▶ [DIRECTIVE]:
Everything from the line containing "In this exercise you will mark the tiled" to the last line of the records must be returned verbatim; nothing else belongs in the output.

[Excerpts of location labeling data]
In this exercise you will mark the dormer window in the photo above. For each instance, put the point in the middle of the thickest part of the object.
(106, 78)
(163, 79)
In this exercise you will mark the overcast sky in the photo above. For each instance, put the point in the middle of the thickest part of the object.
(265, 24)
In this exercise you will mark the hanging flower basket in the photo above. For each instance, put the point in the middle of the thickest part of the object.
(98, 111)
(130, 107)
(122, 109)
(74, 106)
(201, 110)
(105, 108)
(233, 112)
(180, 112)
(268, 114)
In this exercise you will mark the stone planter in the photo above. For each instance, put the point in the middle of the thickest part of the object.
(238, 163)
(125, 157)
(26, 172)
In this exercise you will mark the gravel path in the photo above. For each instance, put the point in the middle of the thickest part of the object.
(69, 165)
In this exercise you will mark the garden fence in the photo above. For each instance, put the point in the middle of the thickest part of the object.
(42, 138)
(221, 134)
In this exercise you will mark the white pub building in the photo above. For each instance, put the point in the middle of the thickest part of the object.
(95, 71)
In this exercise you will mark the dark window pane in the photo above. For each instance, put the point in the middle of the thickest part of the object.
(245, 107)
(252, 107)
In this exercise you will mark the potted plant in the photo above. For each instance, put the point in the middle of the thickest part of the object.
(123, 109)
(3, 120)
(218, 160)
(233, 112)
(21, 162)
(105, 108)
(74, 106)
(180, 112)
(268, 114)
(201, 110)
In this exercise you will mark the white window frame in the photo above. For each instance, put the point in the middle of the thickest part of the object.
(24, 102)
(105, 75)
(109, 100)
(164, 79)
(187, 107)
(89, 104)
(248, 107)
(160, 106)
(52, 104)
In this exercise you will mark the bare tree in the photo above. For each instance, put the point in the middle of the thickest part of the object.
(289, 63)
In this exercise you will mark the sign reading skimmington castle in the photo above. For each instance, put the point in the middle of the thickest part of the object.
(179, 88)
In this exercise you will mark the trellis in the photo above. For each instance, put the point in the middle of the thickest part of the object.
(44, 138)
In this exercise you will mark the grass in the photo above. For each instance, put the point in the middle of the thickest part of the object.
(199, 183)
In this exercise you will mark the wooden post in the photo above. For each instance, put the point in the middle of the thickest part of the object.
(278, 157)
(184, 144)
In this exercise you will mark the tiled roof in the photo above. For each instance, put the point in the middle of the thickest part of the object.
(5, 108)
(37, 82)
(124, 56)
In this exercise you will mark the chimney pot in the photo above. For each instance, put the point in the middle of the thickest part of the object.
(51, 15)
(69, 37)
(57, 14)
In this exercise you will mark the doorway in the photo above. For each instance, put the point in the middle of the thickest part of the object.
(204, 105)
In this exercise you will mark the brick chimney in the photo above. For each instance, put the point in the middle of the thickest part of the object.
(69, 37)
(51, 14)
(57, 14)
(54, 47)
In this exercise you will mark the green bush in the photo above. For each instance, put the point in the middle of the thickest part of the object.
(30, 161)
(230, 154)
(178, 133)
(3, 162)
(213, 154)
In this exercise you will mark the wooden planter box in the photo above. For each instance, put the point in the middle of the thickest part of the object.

▶ [SOLVED EXERCISE]:
In this exercise you will mark the tiled roof in the photo above. For each instance, put the point in the middle of the thickest part of the object.
(5, 108)
(37, 82)
(124, 56)
In this exercise you will mark the chimney pot in the photo above. For each instance, put the point in the middle of the thickest part of the object.
(51, 15)
(69, 37)
(57, 14)
In this exercise you will mark the doorway in the photo above. For each instance, put the point in the middle of the thickest part of the object.
(204, 105)
In this exercise you will mark the brick chimney in the photo above. For each instance, put the point in the middle of the thickest part of the object.
(69, 37)
(51, 14)
(57, 14)
(54, 47)
In this exercise you will mark the green bush in the photo above. For each instance, put the point in the middle of the thickest part of the object.
(30, 161)
(230, 154)
(178, 133)
(3, 162)
(213, 154)
In this exercise you will mark the wooden planter box in the photo above. For each instance, put the point in the middle of the thickest part of the object.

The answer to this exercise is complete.